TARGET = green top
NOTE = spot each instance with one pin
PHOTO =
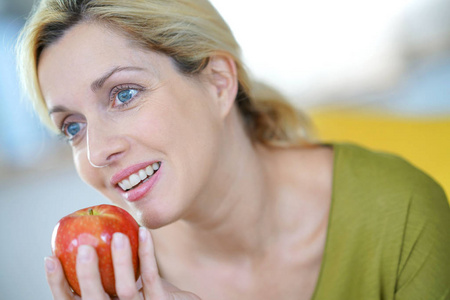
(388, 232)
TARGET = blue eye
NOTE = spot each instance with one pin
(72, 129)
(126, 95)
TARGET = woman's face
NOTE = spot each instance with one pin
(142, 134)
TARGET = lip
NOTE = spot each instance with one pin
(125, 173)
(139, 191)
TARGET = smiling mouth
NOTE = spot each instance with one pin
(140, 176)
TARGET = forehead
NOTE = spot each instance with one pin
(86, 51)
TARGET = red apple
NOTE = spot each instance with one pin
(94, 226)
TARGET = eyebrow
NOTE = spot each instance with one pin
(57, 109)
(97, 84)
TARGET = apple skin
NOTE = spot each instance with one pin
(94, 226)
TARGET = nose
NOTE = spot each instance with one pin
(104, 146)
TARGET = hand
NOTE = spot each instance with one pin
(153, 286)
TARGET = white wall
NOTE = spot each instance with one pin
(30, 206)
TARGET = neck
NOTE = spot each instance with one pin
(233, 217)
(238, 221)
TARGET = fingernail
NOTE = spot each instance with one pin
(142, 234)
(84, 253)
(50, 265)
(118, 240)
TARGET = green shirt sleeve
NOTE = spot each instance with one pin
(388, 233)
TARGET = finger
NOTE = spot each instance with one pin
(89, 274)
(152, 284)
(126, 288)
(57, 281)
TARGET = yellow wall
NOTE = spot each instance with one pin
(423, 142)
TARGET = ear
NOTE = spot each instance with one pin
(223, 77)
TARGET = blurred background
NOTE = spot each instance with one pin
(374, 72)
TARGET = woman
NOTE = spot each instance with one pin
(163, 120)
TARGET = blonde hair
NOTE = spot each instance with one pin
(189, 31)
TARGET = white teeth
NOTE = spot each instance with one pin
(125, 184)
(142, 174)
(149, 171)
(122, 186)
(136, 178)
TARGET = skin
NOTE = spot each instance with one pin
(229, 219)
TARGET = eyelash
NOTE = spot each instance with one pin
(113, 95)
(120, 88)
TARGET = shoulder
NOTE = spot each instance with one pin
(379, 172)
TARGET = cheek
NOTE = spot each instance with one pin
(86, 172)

***

» Instructions to follow:
Give back the lines above exactly, from the one with "TARGET = yellow wall" through the last line.

» Answer for the task:
TARGET = yellow wall
NOTE = spot each instance with one pin
(423, 142)
TARGET = ear
NOTE = spot each instance with one pin
(223, 77)
TARGET = blurred background
NOTE = spot each instance with one pin
(374, 72)
TARGET = woman
NOTE = spot each instance with one pin
(163, 120)
TARGET = blonde hair
NOTE = spot each instance with one pin
(189, 31)
TARGET = white teeth
NOTE = spot each instance with one pin
(125, 184)
(142, 174)
(149, 171)
(122, 186)
(136, 178)
TARGET = skin
NOTE = spot each instance with one pin
(229, 219)
TARGET = eyelash
NOTE = spot each instance with one pin
(113, 95)
(120, 88)
TARGET = shoulder
NOTE = spot each instance with one pin
(379, 172)
TARGET = cheek
NOTE = spot each instance with one pin
(86, 172)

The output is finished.